(Activity):
Without the pictures, can you quote each line below exactly?

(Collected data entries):
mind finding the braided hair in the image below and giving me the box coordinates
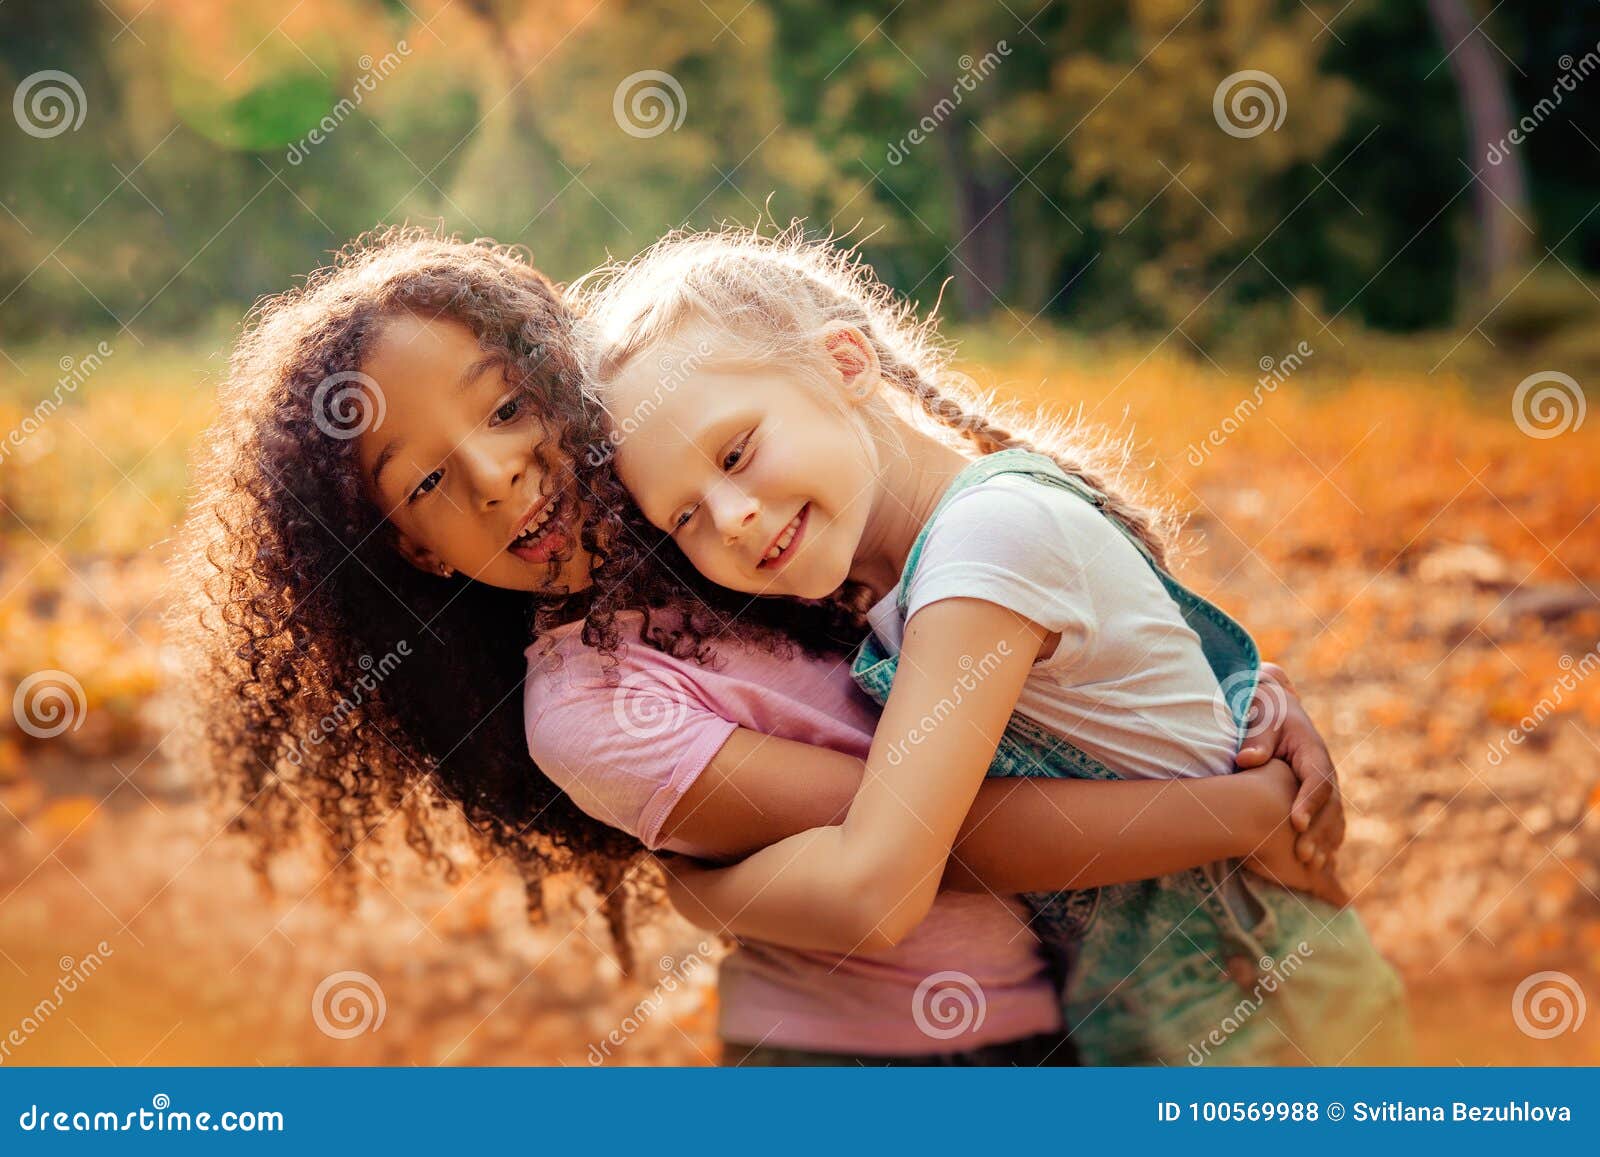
[571,225,1175,569]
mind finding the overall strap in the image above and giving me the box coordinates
[895,449,1143,615]
[893,449,1260,735]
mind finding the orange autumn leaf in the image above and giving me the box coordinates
[0,739,21,784]
[1367,698,1410,728]
[1509,929,1543,962]
[1,780,44,822]
[1538,870,1578,908]
[37,796,98,839]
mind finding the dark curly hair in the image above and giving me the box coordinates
[170,227,867,970]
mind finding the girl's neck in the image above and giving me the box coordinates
[848,420,973,601]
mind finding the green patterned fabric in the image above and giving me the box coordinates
[851,450,1411,1066]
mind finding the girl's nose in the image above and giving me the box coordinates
[463,443,524,510]
[708,485,759,543]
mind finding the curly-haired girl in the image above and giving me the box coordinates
[175,227,1347,1066]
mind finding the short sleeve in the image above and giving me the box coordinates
[902,474,1122,670]
[525,645,737,854]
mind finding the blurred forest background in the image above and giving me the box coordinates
[1,0,1598,1065]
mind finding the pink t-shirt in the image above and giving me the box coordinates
[524,618,1061,1055]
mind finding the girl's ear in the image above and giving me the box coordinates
[394,534,454,579]
[822,325,880,404]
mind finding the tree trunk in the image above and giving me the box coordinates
[938,115,1011,318]
[1425,0,1533,289]
[452,0,562,226]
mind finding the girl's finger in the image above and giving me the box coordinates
[1235,737,1273,767]
[1305,793,1347,854]
[1290,776,1329,832]
[1295,830,1318,864]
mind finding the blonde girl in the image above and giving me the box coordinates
[575,228,1410,1065]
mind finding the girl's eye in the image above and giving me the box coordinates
[409,469,443,503]
[721,433,752,472]
[491,390,532,426]
[672,505,698,532]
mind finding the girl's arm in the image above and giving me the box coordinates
[662,728,1301,894]
[661,662,1345,891]
[935,760,1307,894]
[658,597,1054,954]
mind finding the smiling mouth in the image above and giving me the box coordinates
[756,503,809,572]
[507,494,570,563]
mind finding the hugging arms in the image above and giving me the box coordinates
[653,661,1344,951]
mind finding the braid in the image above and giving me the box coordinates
[879,357,1174,569]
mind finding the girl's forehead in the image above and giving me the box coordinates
[367,312,480,372]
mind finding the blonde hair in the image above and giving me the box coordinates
[570,225,1175,566]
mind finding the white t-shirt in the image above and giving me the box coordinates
[865,472,1239,782]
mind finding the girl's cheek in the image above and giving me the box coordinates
[707,538,740,578]
[685,541,716,579]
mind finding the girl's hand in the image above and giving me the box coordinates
[1233,662,1345,870]
[1239,759,1350,909]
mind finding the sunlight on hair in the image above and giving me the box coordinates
[571,223,1177,566]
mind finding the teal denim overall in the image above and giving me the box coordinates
[851,450,1411,1066]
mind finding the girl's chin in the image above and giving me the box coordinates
[782,561,852,601]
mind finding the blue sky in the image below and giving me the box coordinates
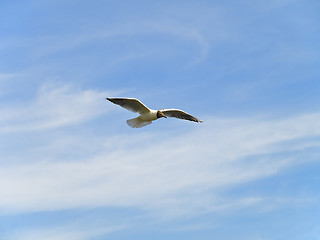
[1,0,320,239]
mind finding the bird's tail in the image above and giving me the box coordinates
[126,117,152,128]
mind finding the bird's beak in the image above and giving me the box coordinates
[163,115,167,118]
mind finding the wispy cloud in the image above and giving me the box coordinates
[0,73,21,96]
[6,223,126,240]
[0,73,19,82]
[1,105,319,216]
[0,83,111,133]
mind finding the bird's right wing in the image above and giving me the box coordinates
[107,98,150,114]
[161,109,202,123]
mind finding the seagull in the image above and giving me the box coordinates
[107,97,202,128]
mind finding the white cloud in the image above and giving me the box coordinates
[0,109,320,217]
[0,83,111,133]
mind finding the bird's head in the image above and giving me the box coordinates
[157,110,167,119]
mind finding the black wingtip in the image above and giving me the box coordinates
[192,117,202,123]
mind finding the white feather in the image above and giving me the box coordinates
[126,117,153,128]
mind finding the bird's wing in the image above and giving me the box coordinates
[161,109,202,123]
[107,98,150,114]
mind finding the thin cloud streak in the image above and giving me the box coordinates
[6,223,127,240]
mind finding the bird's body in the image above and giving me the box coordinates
[139,109,158,122]
[107,97,202,128]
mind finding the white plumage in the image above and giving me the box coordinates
[107,97,202,128]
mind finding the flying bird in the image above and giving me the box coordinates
[107,97,202,128]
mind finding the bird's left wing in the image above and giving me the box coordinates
[161,109,202,123]
[107,98,150,114]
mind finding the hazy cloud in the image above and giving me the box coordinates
[1,108,319,216]
[0,83,111,133]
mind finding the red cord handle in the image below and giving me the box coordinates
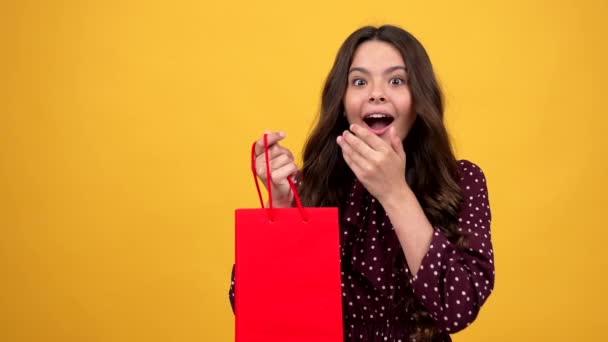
[250,134,307,222]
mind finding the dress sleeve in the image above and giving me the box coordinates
[408,160,494,333]
[228,264,236,313]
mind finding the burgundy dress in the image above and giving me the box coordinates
[229,160,494,341]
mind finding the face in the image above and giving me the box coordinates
[343,40,415,144]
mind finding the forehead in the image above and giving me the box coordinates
[350,40,405,69]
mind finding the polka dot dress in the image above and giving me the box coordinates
[229,160,494,341]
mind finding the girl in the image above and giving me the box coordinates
[230,25,494,342]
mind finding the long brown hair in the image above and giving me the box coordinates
[299,25,466,341]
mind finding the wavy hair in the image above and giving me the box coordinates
[298,25,466,341]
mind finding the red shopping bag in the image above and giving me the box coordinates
[234,134,343,342]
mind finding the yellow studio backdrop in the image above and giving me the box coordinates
[1,0,606,341]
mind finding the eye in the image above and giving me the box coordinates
[351,78,367,86]
[390,77,406,85]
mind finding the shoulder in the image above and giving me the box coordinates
[456,159,488,195]
[456,160,491,222]
[457,160,486,179]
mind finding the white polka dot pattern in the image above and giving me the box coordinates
[228,160,494,341]
[408,161,494,333]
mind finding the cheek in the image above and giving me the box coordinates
[343,92,362,120]
[396,92,413,113]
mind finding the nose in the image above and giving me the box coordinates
[368,88,386,103]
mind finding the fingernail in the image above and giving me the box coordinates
[349,124,355,131]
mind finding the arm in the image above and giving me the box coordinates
[383,186,434,276]
[337,127,494,332]
[396,161,494,333]
[228,264,236,313]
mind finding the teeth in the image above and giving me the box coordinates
[366,113,389,118]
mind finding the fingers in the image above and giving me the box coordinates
[254,131,286,157]
[267,144,293,160]
[268,153,294,171]
[255,146,294,176]
[336,134,370,172]
[349,124,388,152]
[341,130,374,159]
[256,144,292,168]
[270,162,298,183]
[254,132,296,185]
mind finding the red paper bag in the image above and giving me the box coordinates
[235,135,343,342]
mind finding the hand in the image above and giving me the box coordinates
[254,131,297,207]
[336,124,408,204]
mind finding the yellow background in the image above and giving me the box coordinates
[1,0,607,341]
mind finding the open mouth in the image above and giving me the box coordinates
[363,113,394,133]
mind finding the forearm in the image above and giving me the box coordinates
[266,198,294,208]
[382,186,434,276]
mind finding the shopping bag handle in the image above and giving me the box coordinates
[250,134,308,222]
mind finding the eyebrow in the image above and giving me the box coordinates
[348,66,407,75]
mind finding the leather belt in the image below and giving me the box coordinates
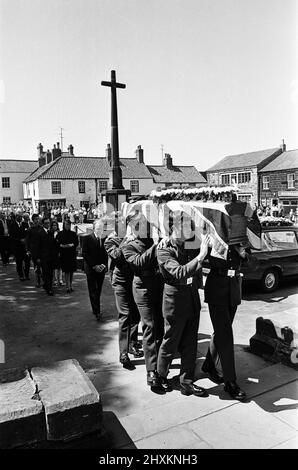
[210,268,241,278]
[165,276,193,286]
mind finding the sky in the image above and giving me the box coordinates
[0,0,297,171]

(Answer below):
mind finding the braided hair in the image below and giving me the box coordinates
[571,225,1175,569]
mind finding the overall strap in the image above and giving me the box coordinates
[895,449,1143,615]
[893,449,1260,735]
mind finding the orange autumn leaf in the image above and giving me the box coordinates
[0,739,21,784]
[1367,698,1410,728]
[1509,929,1543,962]
[1,780,44,822]
[1538,870,1578,908]
[37,796,98,839]
mind finding the dark curly hair in the image above and giving me the box coordinates
[170,227,867,970]
mind finding the girl's neck in the image above and giving me the box coordinates
[848,420,973,601]
mind finding the green patterned fabric in the image above and giving me the box coordinates
[851,450,1411,1066]
mind finding the girl's nose in the image above and giving me the box coordinates
[463,443,524,510]
[708,485,759,543]
mind finding the curly-haired girl in the image above and giving me the box coordinates
[175,227,1347,1066]
mind finding the short sleeve in the image above and giving me the box coordinates
[902,474,1122,670]
[525,645,737,854]
mind finding the blurred forest background in the image above and giving me the box coordinates
[1,0,1598,1065]
mind finding the pink t-shirt in the image above and giving me the box coordinates
[524,618,1061,1055]
mind finding the girl's ear in the image above and giving me the box coordinates
[394,534,454,579]
[822,325,880,404]
mind finding the tree trunk in the image above and giving me the box coordinates
[938,115,1011,318]
[1425,0,1533,289]
[452,0,562,226]
mind finding the girl's finger in the image above and giving me the box coordinates
[1235,737,1273,767]
[1305,793,1347,854]
[1290,776,1329,832]
[1295,830,1318,864]
mind finding the blonde girl in the image above and giving me the box coordinates
[575,228,1410,1065]
mind finding the girl's eye in the image above and giving me the box coordinates
[409,469,443,503]
[721,433,752,472]
[491,390,532,426]
[672,505,698,532]
mind finding the girl's arm in the image above and giving me the box coordinates
[662,728,1301,894]
[661,662,1345,891]
[935,760,1307,894]
[658,597,1054,954]
mind finding the smiling mouth in the image above and giving me the box coordinates
[756,503,809,572]
[507,494,570,563]
mind finding the hugging arms in the image above and giving me the box coordinates
[653,661,1344,951]
mind finding the braid in the image above and giving me the box coordinates
[879,357,1174,569]
mind finding the girl's forehead in the image above and giving me the box coordinates
[367,312,480,372]
mind finding the blonde hair in the image above and giving me the box coordinates
[570,225,1175,566]
mind finding the white t-shirt in the image above and giving me the box coordinates
[865,472,1239,782]
mind finding the girl's cheek in the image above and giving me the box coordinates
[707,538,740,578]
[685,541,716,579]
mind finding the girl's hand in the image above and giving me the box coordinates
[1233,662,1345,870]
[1239,759,1350,909]
mind finding the sunlight on hair in the image above and giving me the box coordinates
[571,223,1177,566]
mind finding the teal denim overall in the image above and giving me the box coordinates
[851,450,1411,1066]
mind finding the girl's chin in the image above and giving me the box coordinates
[782,561,852,601]
mind finding the blue sky in the image below and giving me the box coordinates
[1,0,320,239]
mind finding the bird's tail in the image above and giving me the box coordinates
[126,117,152,128]
mind finding the bird's beak in the image above and giving me the box coordinates
[163,115,167,118]
mind finding the wispy cloud in the image above and giving me the box coordinates
[0,73,21,96]
[6,223,126,240]
[0,73,19,82]
[1,105,319,216]
[0,83,111,133]
mind finding the bird's right wing in the image above and giving me the box coordinates
[107,98,150,114]
[161,109,202,123]
mind finding the seagull in the image above and giving me the box coordinates
[107,97,202,128]
mind finding the white cloud in the image above and giving me the box coordinates
[0,109,320,217]
[0,83,111,133]
mind finding the bird's head in the image above and giving me the box coordinates
[157,110,167,119]
mind finding the black wingtip in the image above and giving me the box coordinates
[192,117,202,123]
mind finding the white feather in the image above and giving me the box coordinates
[126,117,153,128]
mind finding the bird's wing in the image above and giving me the box coordinates
[161,109,202,123]
[107,98,150,114]
mind finding the thin cloud streak in the image above and giving me the box coordinates
[6,223,127,240]
mind finding the bird's body in the image above and giving me the box coordinates
[139,109,158,122]
[107,97,202,128]
mind finding the white plumage in the image above and giving me the box coordinates
[107,97,202,128]
mind finding the flying bird in the image above and giving me the box coordinates
[107,97,202,128]
mind finding the bird's left wing in the image above and giving me the box coordinates
[161,109,202,123]
[107,98,150,114]
mind finding the hazy cloud in the image above and giving me the box coordinates
[1,108,319,216]
[0,83,111,133]
mind finding the red cord handle in the image below and giving me the box coordinates
[250,134,307,222]
mind finding the dress sleeve in the image above and giving me the box coordinates
[408,160,494,333]
[228,264,236,313]
mind finding the burgundy dress in the image above and giving me the box coordinates
[229,160,494,341]
mind finding the face in the image above and giving me the box coordinates
[343,40,415,144]
mind finding the forehead in the image above and giving me the box coordinates
[350,40,405,69]
mind finding the polka dot dress in the image above and giving me the box coordinates
[229,160,494,341]
mind finding the girl in the image above and giving me the box coordinates
[230,25,494,342]
mind finding the long brown hair in the image above and giving me the box coordinates
[299,25,466,341]
mind finding the wavy hair in the image above and giving me the box coordinates
[298,25,466,341]
mind finding the red shopping bag in the image above and giving me the box coordinates
[234,134,343,342]
mind finding the yellow studio backdrop in the image above and giving me the box coordinates
[1,0,606,341]
mind finding the eye in the image above and giving me the box coordinates
[351,78,367,86]
[390,77,406,85]
mind finding the shoulder in the image above and giving me the box coordinates
[456,159,488,195]
[456,160,491,222]
[457,160,486,179]
mind finding the white polka dot pattern in the image above and giving me the box coordinates
[228,160,494,341]
[408,161,494,333]
mind finding the cheek in the image above and giving me the box coordinates
[343,92,362,120]
[396,92,413,113]
mind finding the nose in the image above and giving me the box coordinates
[368,88,386,103]
mind finding the fingernail in the image above and giving me the box coordinates
[349,124,355,131]
mind finding the arm in the image above and giving me the box coordinates
[383,186,434,276]
[337,127,494,332]
[396,161,494,333]
[228,264,236,313]
mind finding the teeth in the image above and giving me the box coordinates
[366,113,389,118]
mind finding the fingers in the image above and giving me the box coordinates
[254,131,286,157]
[267,144,293,160]
[268,153,294,171]
[255,146,294,176]
[336,134,370,172]
[349,124,388,152]
[341,130,374,159]
[256,144,292,168]
[270,162,298,183]
[254,132,296,185]
mind finding the red paper bag in the image above and giving me the box coordinates
[235,135,343,342]
mind finding the hand in the image above and giving me the box coordinates
[254,131,297,207]
[336,124,408,204]
mind finding the yellow background in the image above and giving me the box coordinates
[1,0,607,341]
mind finding the open mouth in the image above and giving me the box coordinates
[363,113,394,133]
mind finding the forearm in the image above and giving me the box coordinates
[266,198,294,208]
[382,186,434,276]
mind finding the shopping bag handle in the image above and giving me the box coordinates
[250,134,308,222]
mind finding the eyebrow in the image above and giving me the box coordinates
[348,66,407,75]
mind finding the leather belt in the image below and giving me the box coordinates
[210,268,241,278]
[165,276,193,286]
mind finding the sky in the image above and giving me the box coordinates
[0,0,297,171]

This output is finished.